**Task data**
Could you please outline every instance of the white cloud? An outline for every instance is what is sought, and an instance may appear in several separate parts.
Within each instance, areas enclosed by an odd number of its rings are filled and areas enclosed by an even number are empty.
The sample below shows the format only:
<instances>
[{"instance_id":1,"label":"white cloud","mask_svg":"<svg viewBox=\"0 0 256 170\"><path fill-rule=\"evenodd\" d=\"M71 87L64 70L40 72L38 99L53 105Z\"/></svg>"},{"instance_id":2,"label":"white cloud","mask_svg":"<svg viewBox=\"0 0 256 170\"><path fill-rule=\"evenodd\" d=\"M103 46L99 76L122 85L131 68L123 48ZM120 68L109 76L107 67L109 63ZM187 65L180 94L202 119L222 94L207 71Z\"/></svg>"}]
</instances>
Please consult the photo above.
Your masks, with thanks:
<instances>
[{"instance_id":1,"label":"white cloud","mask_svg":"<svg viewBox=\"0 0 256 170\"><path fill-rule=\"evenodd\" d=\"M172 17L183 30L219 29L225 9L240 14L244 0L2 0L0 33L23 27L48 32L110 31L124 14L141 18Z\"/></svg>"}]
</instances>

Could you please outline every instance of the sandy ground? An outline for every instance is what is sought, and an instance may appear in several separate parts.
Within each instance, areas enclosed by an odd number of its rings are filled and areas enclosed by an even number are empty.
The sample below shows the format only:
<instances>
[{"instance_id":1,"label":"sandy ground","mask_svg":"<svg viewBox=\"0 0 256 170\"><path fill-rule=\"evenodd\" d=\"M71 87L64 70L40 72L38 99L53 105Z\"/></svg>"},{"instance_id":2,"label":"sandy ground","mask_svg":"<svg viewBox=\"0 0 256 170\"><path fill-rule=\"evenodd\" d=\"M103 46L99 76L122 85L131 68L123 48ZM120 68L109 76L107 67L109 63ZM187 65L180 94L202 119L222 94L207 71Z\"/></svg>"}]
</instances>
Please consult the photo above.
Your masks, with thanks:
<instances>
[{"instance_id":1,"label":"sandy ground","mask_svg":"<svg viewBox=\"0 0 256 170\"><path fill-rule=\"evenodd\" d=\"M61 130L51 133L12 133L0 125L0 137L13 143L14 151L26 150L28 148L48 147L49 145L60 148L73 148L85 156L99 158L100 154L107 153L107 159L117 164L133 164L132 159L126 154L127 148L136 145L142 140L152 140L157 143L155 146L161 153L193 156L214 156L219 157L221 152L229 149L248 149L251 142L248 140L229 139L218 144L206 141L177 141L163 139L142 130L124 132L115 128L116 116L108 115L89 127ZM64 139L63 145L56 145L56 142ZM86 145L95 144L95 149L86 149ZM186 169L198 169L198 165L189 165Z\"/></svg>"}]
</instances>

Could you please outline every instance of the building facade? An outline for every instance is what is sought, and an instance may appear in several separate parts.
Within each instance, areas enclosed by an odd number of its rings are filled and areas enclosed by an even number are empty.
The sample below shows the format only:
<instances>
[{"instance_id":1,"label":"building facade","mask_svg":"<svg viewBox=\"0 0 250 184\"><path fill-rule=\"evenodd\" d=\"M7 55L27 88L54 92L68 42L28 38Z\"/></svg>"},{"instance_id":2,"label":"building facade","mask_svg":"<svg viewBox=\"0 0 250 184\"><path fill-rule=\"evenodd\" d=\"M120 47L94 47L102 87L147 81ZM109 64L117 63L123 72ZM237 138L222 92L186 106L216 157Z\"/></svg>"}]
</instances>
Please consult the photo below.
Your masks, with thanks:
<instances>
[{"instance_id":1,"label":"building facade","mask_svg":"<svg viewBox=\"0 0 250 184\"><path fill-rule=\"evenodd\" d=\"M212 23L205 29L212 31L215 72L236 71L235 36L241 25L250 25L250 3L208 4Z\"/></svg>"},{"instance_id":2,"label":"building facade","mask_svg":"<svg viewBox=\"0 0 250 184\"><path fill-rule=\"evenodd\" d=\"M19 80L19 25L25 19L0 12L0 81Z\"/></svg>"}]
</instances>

**What the exercise asks**
Repeat the entries word for word. Skip none of them.

**Response to the task**
Could you please outline every instance of the white cloud? An outline for every instance is what is sought, and an instance may appear in several separate parts.
Within each instance, areas enclosed by an odd number of its rings are filled and areas enclosed by an even number are empty.
The sample below shows the format only:
<instances>
[{"instance_id":1,"label":"white cloud","mask_svg":"<svg viewBox=\"0 0 256 170\"><path fill-rule=\"evenodd\" d=\"M71 87L64 70L40 72L38 99L53 105Z\"/></svg>"},{"instance_id":2,"label":"white cloud","mask_svg":"<svg viewBox=\"0 0 256 170\"><path fill-rule=\"evenodd\" d=\"M103 46L99 76L122 85L131 68L123 48ZM120 68L109 76L107 67L109 63ZM187 65L180 94L202 119L222 94L207 71Z\"/></svg>"}]
</instances>
Please consult the photo above.
Your masks, with thanks:
<instances>
[{"instance_id":1,"label":"white cloud","mask_svg":"<svg viewBox=\"0 0 256 170\"><path fill-rule=\"evenodd\" d=\"M172 17L183 30L219 29L225 9L240 14L244 0L2 0L0 33L23 27L48 32L110 31L124 14L141 18Z\"/></svg>"}]
</instances>

Could you please outline every instance of the sandy ground? An outline for every instance is what is sought, and an instance may appear in several separate parts.
Within each instance, areas enclosed by an odd number of its rings are filled and areas enclosed by an even number are empty.
The sample below shows the format only:
<instances>
[{"instance_id":1,"label":"sandy ground","mask_svg":"<svg viewBox=\"0 0 256 170\"><path fill-rule=\"evenodd\" d=\"M71 87L64 70L40 72L38 99L53 105Z\"/></svg>"},{"instance_id":2,"label":"sandy ground","mask_svg":"<svg viewBox=\"0 0 256 170\"><path fill-rule=\"evenodd\" d=\"M103 46L99 76L122 85L131 68L123 48ZM120 68L109 76L107 67L109 63ZM187 65L180 94L202 119L222 94L207 71Z\"/></svg>"}]
</instances>
Please consult the photo above.
Your masks, with thanks:
<instances>
[{"instance_id":1,"label":"sandy ground","mask_svg":"<svg viewBox=\"0 0 256 170\"><path fill-rule=\"evenodd\" d=\"M61 130L51 133L12 133L0 125L0 137L13 143L14 151L26 150L28 148L48 147L49 145L60 148L73 148L85 156L99 158L100 154L107 153L107 159L117 164L133 164L132 159L126 154L127 148L136 145L142 140L152 140L157 143L155 146L161 153L193 156L214 156L219 157L221 152L229 149L248 149L251 142L248 140L229 139L218 144L206 141L177 141L163 139L142 130L124 132L115 128L116 116L108 115L89 127ZM64 139L63 145L56 145L56 142ZM86 145L95 144L95 149L86 149ZM186 169L198 169L198 165L189 165Z\"/></svg>"}]
</instances>

Could you please outline every instance of the building facade? An outline for every instance is what is sought, and an instance may appear in several separate parts.
Within each instance, areas enclosed by an odd number of its rings are filled and areas enclosed by an even number are empty.
The sample below shows the format only:
<instances>
[{"instance_id":1,"label":"building facade","mask_svg":"<svg viewBox=\"0 0 250 184\"><path fill-rule=\"evenodd\" d=\"M7 55L27 88L54 92L68 42L28 38Z\"/></svg>"},{"instance_id":2,"label":"building facade","mask_svg":"<svg viewBox=\"0 0 250 184\"><path fill-rule=\"evenodd\" d=\"M120 47L94 47L102 87L147 81ZM109 64L117 63L123 72ZM237 138L222 92L186 106L216 157Z\"/></svg>"}]
</instances>
Please consult the photo below.
Your masks, with thanks:
<instances>
[{"instance_id":1,"label":"building facade","mask_svg":"<svg viewBox=\"0 0 250 184\"><path fill-rule=\"evenodd\" d=\"M212 23L205 29L212 31L215 72L236 71L235 36L241 25L250 25L250 3L208 4Z\"/></svg>"},{"instance_id":2,"label":"building facade","mask_svg":"<svg viewBox=\"0 0 250 184\"><path fill-rule=\"evenodd\" d=\"M19 80L19 25L25 19L0 12L0 81Z\"/></svg>"}]
</instances>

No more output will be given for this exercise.